What is expected
Among the entries below, how many lines include the word "metal"? Reply with only the number.

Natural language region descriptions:

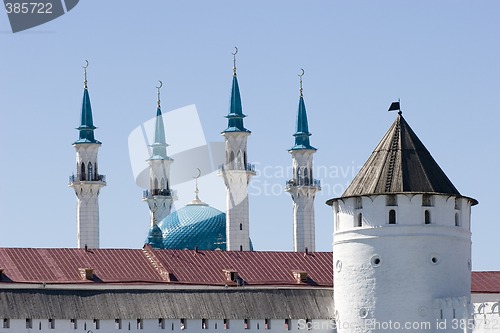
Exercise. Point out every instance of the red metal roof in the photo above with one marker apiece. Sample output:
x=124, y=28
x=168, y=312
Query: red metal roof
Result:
x=28, y=265
x=485, y=282
x=61, y=266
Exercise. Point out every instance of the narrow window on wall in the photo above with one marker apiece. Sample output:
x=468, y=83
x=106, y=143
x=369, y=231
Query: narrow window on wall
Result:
x=427, y=217
x=359, y=222
x=392, y=216
x=391, y=200
x=358, y=204
x=427, y=200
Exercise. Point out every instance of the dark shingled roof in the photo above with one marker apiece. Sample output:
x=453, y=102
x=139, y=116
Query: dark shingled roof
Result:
x=400, y=163
x=169, y=304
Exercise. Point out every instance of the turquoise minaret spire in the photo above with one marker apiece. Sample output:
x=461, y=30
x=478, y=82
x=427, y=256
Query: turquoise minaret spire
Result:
x=159, y=196
x=236, y=172
x=87, y=182
x=302, y=128
x=86, y=127
x=160, y=145
x=303, y=187
x=235, y=116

Solution to this problem
2